- _Exercise requirements_: Copy out every one of the following entries word for word, changing nothing.
[Begin]
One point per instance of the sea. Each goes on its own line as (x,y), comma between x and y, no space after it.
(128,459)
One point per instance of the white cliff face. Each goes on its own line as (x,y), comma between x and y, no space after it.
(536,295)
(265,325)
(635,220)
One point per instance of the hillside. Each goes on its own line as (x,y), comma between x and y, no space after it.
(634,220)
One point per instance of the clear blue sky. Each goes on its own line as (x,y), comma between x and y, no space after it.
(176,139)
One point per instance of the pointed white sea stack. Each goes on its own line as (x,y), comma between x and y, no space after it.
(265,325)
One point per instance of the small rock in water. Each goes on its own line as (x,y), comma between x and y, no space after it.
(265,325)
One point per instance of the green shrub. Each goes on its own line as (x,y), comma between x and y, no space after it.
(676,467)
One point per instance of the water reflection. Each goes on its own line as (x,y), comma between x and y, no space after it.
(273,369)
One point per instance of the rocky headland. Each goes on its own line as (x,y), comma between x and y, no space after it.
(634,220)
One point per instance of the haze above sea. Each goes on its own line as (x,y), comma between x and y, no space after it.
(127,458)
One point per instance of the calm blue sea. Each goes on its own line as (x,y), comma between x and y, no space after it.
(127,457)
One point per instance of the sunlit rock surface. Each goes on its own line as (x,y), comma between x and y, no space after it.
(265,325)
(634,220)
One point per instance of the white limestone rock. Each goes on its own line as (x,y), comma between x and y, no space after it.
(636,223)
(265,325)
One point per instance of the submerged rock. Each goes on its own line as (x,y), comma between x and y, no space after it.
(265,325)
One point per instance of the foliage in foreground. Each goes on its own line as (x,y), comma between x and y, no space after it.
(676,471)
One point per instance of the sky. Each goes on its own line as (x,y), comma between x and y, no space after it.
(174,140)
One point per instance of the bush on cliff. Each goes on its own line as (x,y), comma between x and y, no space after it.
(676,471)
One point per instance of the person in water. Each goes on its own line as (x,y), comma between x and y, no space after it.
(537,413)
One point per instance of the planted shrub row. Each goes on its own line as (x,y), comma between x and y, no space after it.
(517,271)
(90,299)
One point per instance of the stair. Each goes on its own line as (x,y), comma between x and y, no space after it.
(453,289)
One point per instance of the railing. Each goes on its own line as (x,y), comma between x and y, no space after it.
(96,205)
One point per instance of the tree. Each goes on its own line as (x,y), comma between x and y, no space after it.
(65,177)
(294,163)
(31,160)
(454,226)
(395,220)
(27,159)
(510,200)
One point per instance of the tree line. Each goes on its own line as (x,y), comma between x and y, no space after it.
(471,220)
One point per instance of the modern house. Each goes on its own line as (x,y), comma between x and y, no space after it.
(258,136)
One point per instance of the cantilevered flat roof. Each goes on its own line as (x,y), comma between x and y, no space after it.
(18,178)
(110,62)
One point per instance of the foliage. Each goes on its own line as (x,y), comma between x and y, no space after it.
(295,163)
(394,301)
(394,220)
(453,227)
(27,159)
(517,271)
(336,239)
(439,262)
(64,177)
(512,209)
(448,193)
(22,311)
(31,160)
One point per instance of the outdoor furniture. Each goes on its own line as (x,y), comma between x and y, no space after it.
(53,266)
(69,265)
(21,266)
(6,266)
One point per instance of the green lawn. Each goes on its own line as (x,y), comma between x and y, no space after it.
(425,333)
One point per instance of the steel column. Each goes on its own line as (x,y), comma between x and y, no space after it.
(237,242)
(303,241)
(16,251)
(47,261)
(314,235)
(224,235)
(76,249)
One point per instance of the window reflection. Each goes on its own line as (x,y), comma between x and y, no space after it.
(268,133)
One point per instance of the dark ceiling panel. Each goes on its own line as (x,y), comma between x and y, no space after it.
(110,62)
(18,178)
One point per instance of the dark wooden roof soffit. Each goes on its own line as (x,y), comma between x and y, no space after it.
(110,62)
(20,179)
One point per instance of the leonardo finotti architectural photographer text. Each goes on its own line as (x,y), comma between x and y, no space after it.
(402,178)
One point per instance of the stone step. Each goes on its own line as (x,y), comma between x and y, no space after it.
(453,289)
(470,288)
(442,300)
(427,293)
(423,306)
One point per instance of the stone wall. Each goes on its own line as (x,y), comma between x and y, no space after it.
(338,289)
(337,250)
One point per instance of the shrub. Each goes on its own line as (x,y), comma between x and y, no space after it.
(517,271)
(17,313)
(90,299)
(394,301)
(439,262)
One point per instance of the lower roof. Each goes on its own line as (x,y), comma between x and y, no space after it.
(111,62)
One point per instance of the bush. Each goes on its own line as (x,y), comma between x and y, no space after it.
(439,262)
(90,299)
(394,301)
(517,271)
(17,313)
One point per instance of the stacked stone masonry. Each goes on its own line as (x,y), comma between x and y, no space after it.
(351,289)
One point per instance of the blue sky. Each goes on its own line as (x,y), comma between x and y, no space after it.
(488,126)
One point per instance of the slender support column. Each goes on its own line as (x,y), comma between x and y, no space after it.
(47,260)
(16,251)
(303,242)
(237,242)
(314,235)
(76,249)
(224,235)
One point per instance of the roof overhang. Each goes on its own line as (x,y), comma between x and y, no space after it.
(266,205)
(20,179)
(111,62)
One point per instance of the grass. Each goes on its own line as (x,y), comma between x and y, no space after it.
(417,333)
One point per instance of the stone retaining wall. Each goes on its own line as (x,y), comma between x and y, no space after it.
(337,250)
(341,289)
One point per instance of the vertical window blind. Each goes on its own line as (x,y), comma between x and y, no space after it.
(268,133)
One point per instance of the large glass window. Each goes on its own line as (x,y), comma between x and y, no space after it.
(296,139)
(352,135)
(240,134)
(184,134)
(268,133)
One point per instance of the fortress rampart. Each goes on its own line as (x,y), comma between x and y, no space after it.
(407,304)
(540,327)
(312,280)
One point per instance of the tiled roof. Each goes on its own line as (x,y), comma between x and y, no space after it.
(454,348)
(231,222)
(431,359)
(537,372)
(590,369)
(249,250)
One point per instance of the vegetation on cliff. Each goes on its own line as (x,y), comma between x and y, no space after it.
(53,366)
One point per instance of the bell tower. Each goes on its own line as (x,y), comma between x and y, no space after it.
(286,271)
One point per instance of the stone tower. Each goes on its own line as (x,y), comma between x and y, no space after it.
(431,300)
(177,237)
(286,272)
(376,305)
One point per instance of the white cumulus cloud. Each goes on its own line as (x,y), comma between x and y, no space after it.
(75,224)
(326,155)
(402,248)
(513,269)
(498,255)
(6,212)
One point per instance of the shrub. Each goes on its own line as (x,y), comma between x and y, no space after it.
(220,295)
[End]
- _Completed exercise_:
One point per instance of the sea. Each goes on its own line as (x,y), comma between x and y, no space after it.
(128,459)
One point per instance of the white cliff face. Each goes on its own line as (x,y), comma between x and y, no space after it.
(536,295)
(265,325)
(635,220)
One point per instance of the hillside. Each goes on its own line as (x,y), comma between x and y, no space after it.
(634,220)
One point per instance of the clear blue sky. Each goes on its own line as (x,y), comma between x and y, no space after it.
(176,139)
One point per instance of the pointed white sea stack. Each goes on its own line as (x,y), comma between x and y, no space after it.
(265,325)
One point per instance of the small rock in water. Each goes on its own line as (x,y), comma between x and y, no space after it.
(265,325)
One point per instance of the green shrub. Each goes on its own line as (x,y), comma between x and y, no space after it.
(676,467)
One point per instance of the water reflection. Each goes on its own line as (x,y), comma between x and y, no space after it.
(273,369)
One point per instance of the rocky headland. Each goes on its own line as (x,y), comma between x and y, no space after it.
(634,220)
One point per instance of the haze above sea. Each goes on its own line as (x,y), comma between x and y, no space after it.
(127,458)
One point per instance of the calm blue sea. Each goes on its own line as (x,y), comma between x and y, no space after it.
(127,457)
One point per instance of the sunlit rock surface. Each goes on its own line as (x,y), comma between x and y, no space after it.
(265,325)
(634,220)
One point per instance of the white limestone rock. Each goes on its own line as (x,y), comma between x and y, no space after it.
(636,223)
(265,325)
One point per instance of the submerged rock. Each goes on its own line as (x,y), comma between x and y, no space after it.
(265,325)
One point per instance of the foliage in foreground. Each goes on its own line as (x,y), comma between x and y, no space after it.
(676,471)
One point per instance of the sky. Each goes on its own line as (x,y), comma between x and y, no space after it.
(174,140)
One point per instance of the bush on cliff. Each goes on its own line as (x,y), comma between x and y, no space after it.
(676,471)
One point per instance of the person in water. Each goes on its own line as (x,y), comma between x and y, no space after it.
(537,413)
One point per instance of the planted shrub row. Each goes on its own line as (x,y), comma between x and y, no space after it.
(517,271)
(90,299)
One point per instance of the stair. Each goes on its own line as (x,y), comma between x and y, no space after it.
(453,289)
One point per instance of the railing. Each goes on its own line as (x,y), comma between x and y, no space after it.
(96,205)
One point per instance of the tree. Each goes on its own line as (x,y), comma between x and y, no space after it.
(65,177)
(294,163)
(31,160)
(454,226)
(395,220)
(27,159)
(510,200)
One point per instance of the tree line. Each goes on its own line as (x,y), comma between x and y, no space after it.
(471,220)
One point per instance of the modern house. Each goes on its own line as (x,y), comma between x and y, no space after it.
(258,136)
One point per instance of the cantilevered flat roof. Each goes on its own line as (x,y), comma between x and y, no space after it.
(18,178)
(110,62)
One point per instance of the foliage. Each goes on its own line as (x,y), comma between x and y, no space after it.
(295,163)
(394,301)
(394,220)
(453,227)
(27,159)
(517,271)
(336,239)
(439,262)
(64,177)
(512,209)
(448,193)
(22,311)
(31,160)
One point per instance of the outdoor furniture. Each goes on its own line as (x,y), comma between x and y, no space after it.
(53,266)
(69,265)
(21,266)
(6,266)
One point per instance of the green lawn. Each goes on its own line as (x,y), comma between x and y, no space after it.
(425,333)
One point per instance of the steel column. Each goes on its own line as (x,y), comma between x and y, no space after it.
(237,242)
(303,241)
(16,251)
(47,261)
(314,235)
(224,235)
(76,249)
One point per instance of the window reflection. Each goes on its own line as (x,y), comma between x and y, no space after it.
(268,133)
One point per instance of the dark ceiling panel. Each goes on its own line as (x,y), comma between x and y, no space after it.
(110,62)
(18,178)
One point per instance of the dark wooden roof soffit. Each goes on its own line as (x,y), comma between x and y, no space after it.
(110,62)
(20,179)
One point per instance of the leonardo finotti architectural photographer text. Each goes on its own line as (x,y), comma between x and y, no space after it.
(402,178)
One point per instance of the stone step. Each goes on its own line as (x,y), comma between x and y, no space after it.
(453,289)
(470,288)
(442,300)
(427,293)
(423,306)
One point per instance of the stone wall. Each goes on its own line as (x,y), comma between x and y, no space after it.
(338,289)
(337,250)
One point per instance of the shrub. Each goes on its own line as (x,y), comma between x and y, no space after it.
(517,271)
(17,313)
(90,299)
(394,301)
(439,262)
One point per instance of the lower roof. Each goes on its own line as (x,y), comma between x and y, no space after it.
(111,62)
One point per instance of the bush. Each goes on its own line as (x,y), comma between x and y, no space after it.
(439,262)
(90,299)
(394,301)
(517,271)
(17,313)
One point per instance of the stacked stone masonry. Each goes on its own line as (x,y), comma between x and y, no space after it.
(351,289)
One point per instance of the blue sky. Each goes on its own line as (x,y), comma between x and y, no space after it.
(488,126)
One point per instance of the slender support column. Each goes on its own line as (x,y), comma between x and y, no space after it.
(47,260)
(16,251)
(303,242)
(237,242)
(314,235)
(76,249)
(224,235)
One point per instance of the roof overhang. Each goes on its own line as (x,y), comma between x and y, no space after it.
(266,205)
(20,179)
(111,62)
One point per instance of the grass. Each goes on its own line as (x,y), comma between x and y, no space after it.
(417,333)
One point per instance of the stone retaining wall. Each goes on its own line as (x,y), comma between x and y, no space after it.
(337,250)
(341,289)
One point per instance of the vertical window blind. Each goes on its own line as (x,y), comma between x and y, no space after it.
(268,133)
One point per instance of the large glass window. Each goes on its own line as (x,y), comma between x and y, no space after it.
(296,139)
(352,135)
(240,134)
(184,134)
(268,133)
One point per instance of the fortress rampart. Each goes on its own line as (x,y), comma between x and y, no space after it.
(407,304)
(540,327)
(312,280)
One point per instance of the tiled roof. Each goes on its own line as (x,y), comma between x and y, no space after it.
(454,348)
(231,222)
(431,359)
(537,372)
(590,369)
(249,250)
One point per instance of the vegetation on cliff. Each goes on its own line as (x,y), comma between x and y, no space after it.
(53,366)
One point per instance of the bell tower. Each goes on its own line as (x,y), comma between x and y, no space after it.
(286,271)
One point per instance of the stone tower. Each goes on its own line as (x,y), comma between x and y, no space after it.
(431,300)
(177,237)
(286,272)
(376,305)
One point per instance of the white cumulus cloud. Each goes on its own line as (x,y), comma between x and y, no space after it.
(75,224)
(326,155)
(402,248)
(513,269)
(498,255)
(6,212)
One point per instance of the shrub. Each goes on its own line as (x,y), comma between x and y, no space after it.
(220,295)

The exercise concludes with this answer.